MATERIAL TO PROCESS:
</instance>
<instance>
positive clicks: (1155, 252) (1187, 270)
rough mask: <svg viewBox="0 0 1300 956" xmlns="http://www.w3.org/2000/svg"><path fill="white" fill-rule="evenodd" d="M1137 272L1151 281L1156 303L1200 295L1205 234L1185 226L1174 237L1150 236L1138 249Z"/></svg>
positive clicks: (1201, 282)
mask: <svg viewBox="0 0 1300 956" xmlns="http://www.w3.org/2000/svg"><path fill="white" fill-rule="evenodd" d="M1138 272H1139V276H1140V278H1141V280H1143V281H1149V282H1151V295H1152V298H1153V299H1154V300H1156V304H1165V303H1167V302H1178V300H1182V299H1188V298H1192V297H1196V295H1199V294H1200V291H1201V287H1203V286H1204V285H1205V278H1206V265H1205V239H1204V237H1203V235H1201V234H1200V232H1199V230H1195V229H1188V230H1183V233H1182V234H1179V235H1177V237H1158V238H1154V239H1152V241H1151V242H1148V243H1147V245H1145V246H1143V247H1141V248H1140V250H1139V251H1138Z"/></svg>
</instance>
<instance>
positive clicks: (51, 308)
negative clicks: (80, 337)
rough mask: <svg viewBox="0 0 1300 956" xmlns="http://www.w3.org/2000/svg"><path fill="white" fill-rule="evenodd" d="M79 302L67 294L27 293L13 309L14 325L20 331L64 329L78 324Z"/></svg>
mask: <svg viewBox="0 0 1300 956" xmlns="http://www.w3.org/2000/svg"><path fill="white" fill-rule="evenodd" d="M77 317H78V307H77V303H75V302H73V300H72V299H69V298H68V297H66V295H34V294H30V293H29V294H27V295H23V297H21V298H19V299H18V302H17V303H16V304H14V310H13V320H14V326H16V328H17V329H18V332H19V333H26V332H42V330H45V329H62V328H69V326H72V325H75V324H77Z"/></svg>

PROBLEM: Each line in the material above should be repeated exactly.

TASK OUTPUT:
</instance>
<instance>
positive clicks: (1155, 252) (1187, 270)
rough mask: <svg viewBox="0 0 1300 956" xmlns="http://www.w3.org/2000/svg"><path fill="white" fill-rule="evenodd" d="M1137 272L1151 281L1156 303L1200 295L1205 234L1185 226L1174 237L1150 236L1138 249Z"/></svg>
positive clicks: (1201, 282)
mask: <svg viewBox="0 0 1300 956" xmlns="http://www.w3.org/2000/svg"><path fill="white" fill-rule="evenodd" d="M1138 272H1139V276H1140V278H1141V280H1143V281H1149V282H1151V295H1152V298H1153V299H1154V300H1156V304H1165V303H1167V302H1178V300H1182V299H1188V298H1192V297H1196V295H1199V294H1200V291H1201V287H1203V286H1204V285H1205V278H1206V265H1205V239H1204V237H1203V235H1201V234H1200V232H1199V230H1195V229H1188V230H1183V233H1182V234H1179V235H1177V237H1158V238H1154V239H1152V241H1151V242H1148V243H1147V245H1145V246H1143V247H1141V248H1140V250H1139V251H1138Z"/></svg>
</instance>
<instance>
positive clicks: (51, 308)
negative clicks: (80, 337)
rough mask: <svg viewBox="0 0 1300 956" xmlns="http://www.w3.org/2000/svg"><path fill="white" fill-rule="evenodd" d="M79 302L67 294L27 293L13 309L14 325L20 331L64 329L78 324Z"/></svg>
mask: <svg viewBox="0 0 1300 956" xmlns="http://www.w3.org/2000/svg"><path fill="white" fill-rule="evenodd" d="M77 317H78V307H77V303H75V302H73V300H72V299H69V298H68V297H66V295H34V294H30V293H29V294H27V295H23V297H21V298H19V299H18V302H17V303H16V304H14V310H13V320H14V326H16V328H17V329H18V332H19V333H26V332H42V330H45V329H62V328H69V326H72V325H75V324H77Z"/></svg>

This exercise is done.